Look for "Could you point out the rocky outcrop" in the listing below, then copy exactly the line it appears in and all lines after it to the end, and nothing more.

Stored dataset items:
------------------------------------------------------------------------
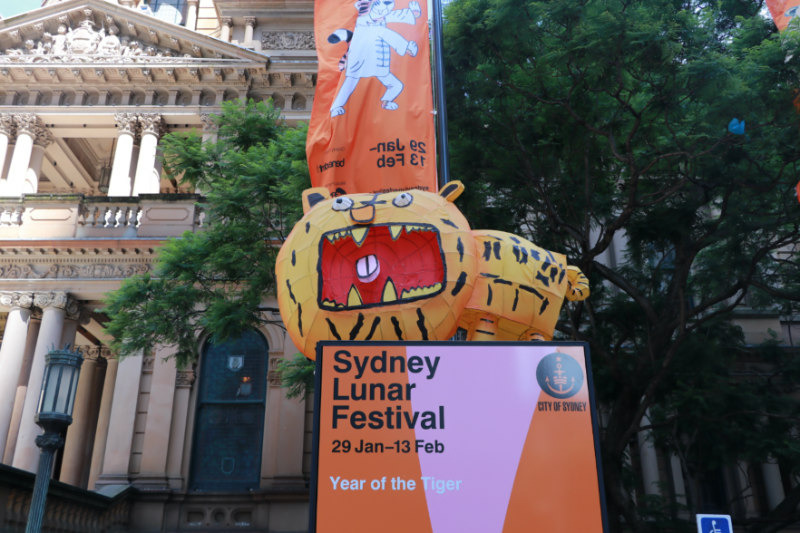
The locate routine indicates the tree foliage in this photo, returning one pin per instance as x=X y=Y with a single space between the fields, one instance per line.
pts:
x=215 y=280
x=600 y=128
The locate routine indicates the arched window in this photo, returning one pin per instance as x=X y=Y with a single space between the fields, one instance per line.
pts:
x=229 y=424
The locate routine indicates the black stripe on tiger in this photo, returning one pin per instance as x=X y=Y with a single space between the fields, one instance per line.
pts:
x=421 y=324
x=531 y=290
x=449 y=222
x=333 y=329
x=357 y=327
x=373 y=328
x=397 y=330
x=544 y=279
x=300 y=319
x=496 y=249
x=462 y=279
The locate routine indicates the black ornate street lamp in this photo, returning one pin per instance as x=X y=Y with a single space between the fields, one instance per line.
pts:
x=62 y=368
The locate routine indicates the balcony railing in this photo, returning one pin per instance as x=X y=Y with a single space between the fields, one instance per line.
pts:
x=75 y=216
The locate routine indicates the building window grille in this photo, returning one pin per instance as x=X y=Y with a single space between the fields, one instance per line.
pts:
x=229 y=425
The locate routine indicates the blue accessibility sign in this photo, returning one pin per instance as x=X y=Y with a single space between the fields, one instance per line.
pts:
x=714 y=523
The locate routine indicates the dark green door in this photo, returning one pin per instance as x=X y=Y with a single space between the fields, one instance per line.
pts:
x=229 y=427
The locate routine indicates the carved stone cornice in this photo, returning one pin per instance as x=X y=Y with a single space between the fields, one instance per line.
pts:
x=151 y=123
x=184 y=379
x=288 y=40
x=127 y=122
x=28 y=123
x=7 y=125
x=56 y=299
x=43 y=137
x=209 y=124
x=23 y=300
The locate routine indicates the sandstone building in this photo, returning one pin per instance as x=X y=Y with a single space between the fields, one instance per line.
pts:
x=87 y=89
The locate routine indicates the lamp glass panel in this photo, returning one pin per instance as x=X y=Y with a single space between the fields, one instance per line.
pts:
x=62 y=402
x=51 y=378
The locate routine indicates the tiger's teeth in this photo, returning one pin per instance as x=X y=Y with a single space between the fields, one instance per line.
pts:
x=389 y=292
x=420 y=291
x=359 y=234
x=353 y=297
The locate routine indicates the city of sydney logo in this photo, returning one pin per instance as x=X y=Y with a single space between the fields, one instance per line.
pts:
x=559 y=375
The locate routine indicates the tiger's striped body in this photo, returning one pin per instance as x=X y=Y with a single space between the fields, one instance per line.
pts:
x=406 y=266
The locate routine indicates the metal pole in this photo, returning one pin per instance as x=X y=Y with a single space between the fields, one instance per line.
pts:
x=438 y=95
x=49 y=443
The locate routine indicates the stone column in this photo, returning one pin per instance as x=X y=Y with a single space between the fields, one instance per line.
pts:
x=12 y=354
x=147 y=180
x=225 y=34
x=77 y=440
x=103 y=421
x=120 y=181
x=54 y=306
x=155 y=447
x=7 y=130
x=28 y=125
x=249 y=26
x=117 y=457
x=22 y=386
x=177 y=434
x=191 y=15
x=43 y=139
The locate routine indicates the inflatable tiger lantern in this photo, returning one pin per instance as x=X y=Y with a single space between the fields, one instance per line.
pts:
x=406 y=266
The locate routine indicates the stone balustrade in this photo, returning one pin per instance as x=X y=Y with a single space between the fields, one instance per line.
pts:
x=75 y=216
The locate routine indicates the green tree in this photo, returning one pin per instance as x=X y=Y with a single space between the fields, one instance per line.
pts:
x=214 y=280
x=600 y=128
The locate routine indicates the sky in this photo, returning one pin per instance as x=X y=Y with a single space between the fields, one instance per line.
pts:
x=9 y=8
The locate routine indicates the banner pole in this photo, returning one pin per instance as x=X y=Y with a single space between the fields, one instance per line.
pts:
x=438 y=95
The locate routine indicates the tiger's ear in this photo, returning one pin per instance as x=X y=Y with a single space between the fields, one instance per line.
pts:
x=451 y=190
x=313 y=196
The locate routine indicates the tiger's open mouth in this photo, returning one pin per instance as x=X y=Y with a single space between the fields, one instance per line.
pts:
x=381 y=264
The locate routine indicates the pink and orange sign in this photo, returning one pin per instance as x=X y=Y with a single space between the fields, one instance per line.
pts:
x=455 y=437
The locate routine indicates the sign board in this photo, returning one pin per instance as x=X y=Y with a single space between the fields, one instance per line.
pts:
x=447 y=437
x=714 y=523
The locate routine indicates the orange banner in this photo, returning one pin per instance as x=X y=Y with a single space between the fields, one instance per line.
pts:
x=783 y=11
x=372 y=124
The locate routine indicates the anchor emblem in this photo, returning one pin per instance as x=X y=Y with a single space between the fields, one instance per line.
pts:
x=560 y=380
x=560 y=375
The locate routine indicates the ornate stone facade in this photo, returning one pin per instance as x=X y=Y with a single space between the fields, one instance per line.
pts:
x=88 y=88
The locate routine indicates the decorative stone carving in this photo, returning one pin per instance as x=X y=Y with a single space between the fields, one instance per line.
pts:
x=7 y=125
x=28 y=123
x=57 y=299
x=127 y=122
x=74 y=271
x=288 y=40
x=16 y=299
x=151 y=123
x=184 y=379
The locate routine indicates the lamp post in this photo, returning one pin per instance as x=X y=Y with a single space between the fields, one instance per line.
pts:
x=62 y=368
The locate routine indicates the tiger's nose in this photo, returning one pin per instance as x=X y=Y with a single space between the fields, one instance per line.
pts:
x=364 y=214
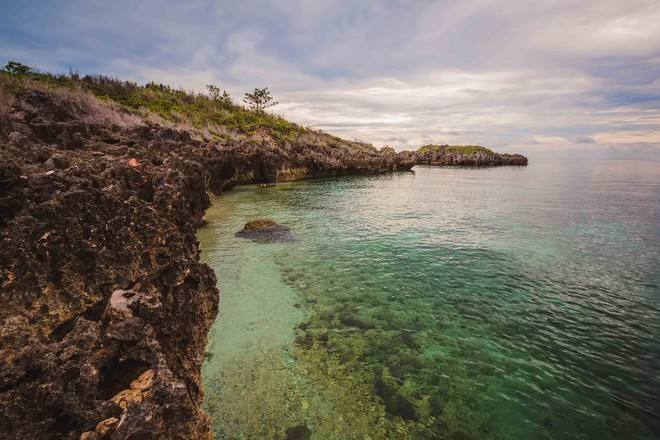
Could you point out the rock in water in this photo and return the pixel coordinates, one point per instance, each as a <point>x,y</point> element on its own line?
<point>265,230</point>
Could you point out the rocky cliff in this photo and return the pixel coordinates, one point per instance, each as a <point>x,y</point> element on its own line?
<point>105,307</point>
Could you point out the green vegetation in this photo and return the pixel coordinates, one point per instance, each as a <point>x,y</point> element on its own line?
<point>464,149</point>
<point>259,100</point>
<point>215,111</point>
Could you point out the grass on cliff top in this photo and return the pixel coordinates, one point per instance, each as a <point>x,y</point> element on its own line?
<point>175,105</point>
<point>465,149</point>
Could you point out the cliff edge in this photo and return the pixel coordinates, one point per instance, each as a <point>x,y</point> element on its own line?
<point>105,307</point>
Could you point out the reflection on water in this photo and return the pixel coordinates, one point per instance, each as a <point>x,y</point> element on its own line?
<point>461,303</point>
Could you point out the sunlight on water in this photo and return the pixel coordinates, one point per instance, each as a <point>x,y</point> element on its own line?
<point>505,303</point>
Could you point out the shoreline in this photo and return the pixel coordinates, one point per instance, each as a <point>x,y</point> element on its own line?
<point>100,208</point>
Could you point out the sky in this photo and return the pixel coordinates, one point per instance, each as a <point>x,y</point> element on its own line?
<point>560,78</point>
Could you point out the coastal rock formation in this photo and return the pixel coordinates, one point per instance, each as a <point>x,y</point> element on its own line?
<point>465,155</point>
<point>265,230</point>
<point>105,306</point>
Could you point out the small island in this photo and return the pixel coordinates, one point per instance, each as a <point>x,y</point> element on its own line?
<point>465,155</point>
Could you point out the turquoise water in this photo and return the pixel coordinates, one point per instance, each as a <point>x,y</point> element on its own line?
<point>504,303</point>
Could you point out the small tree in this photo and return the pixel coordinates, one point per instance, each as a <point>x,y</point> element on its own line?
<point>259,100</point>
<point>215,94</point>
<point>16,68</point>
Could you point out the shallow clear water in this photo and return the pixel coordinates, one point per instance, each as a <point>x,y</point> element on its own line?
<point>505,303</point>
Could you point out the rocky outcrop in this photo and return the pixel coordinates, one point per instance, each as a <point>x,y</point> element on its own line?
<point>265,230</point>
<point>105,306</point>
<point>447,155</point>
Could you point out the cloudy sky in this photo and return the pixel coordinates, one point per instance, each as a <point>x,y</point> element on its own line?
<point>538,77</point>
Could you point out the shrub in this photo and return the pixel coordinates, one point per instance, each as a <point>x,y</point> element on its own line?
<point>259,100</point>
<point>16,68</point>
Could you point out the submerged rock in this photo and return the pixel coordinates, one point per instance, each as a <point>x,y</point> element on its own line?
<point>299,432</point>
<point>265,230</point>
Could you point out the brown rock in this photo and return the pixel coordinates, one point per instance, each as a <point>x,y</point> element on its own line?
<point>107,425</point>
<point>144,382</point>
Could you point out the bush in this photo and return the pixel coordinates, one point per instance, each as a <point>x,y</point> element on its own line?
<point>16,68</point>
<point>259,100</point>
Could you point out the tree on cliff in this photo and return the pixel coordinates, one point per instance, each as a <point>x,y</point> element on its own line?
<point>259,100</point>
<point>215,94</point>
<point>16,68</point>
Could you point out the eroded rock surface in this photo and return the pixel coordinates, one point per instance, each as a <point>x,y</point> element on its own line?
<point>104,306</point>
------------------------------------------------------------------------
→ Solution below
Could you point out the rocky outcrop in this photo and return the pixel coordinates, one point per instance, each as a <point>x,y</point> element on its own line?
<point>265,230</point>
<point>105,306</point>
<point>447,155</point>
Could you point out the cloudy sky in this photo and return the pixel coordinates, one point per instance, each as a <point>x,y</point> element on its own line?
<point>538,77</point>
Could you point out the shrub in this photo and return the pixel coordinates, one point per instance, each as a <point>x,y</point> element on its own line?
<point>259,100</point>
<point>16,68</point>
Could you point out the submerged rock in this photo and return the pixel coordinates, one point per instance, each as a <point>x,y</point> element on its own line?
<point>299,432</point>
<point>265,230</point>
Could you point out the brown rock in this photo and return the pixel coordinates, one point per instance, each as a <point>x,y</point> element on its own line?
<point>107,425</point>
<point>144,382</point>
Could you point out the bush in this photo and return the pixel coordinates, one point per instance, each as a <point>x,y</point> element on its own line?
<point>16,68</point>
<point>259,100</point>
Could you point out the tree on cliff in this photo and return the pixel coordinates, one point per instance, each as a <point>x,y</point> element on its own line?
<point>259,100</point>
<point>215,94</point>
<point>16,68</point>
Could you point out the eroded rock surface in this photo and return the pixel coordinates, one point per instance, each as a <point>x,y</point> element on its own line?
<point>104,306</point>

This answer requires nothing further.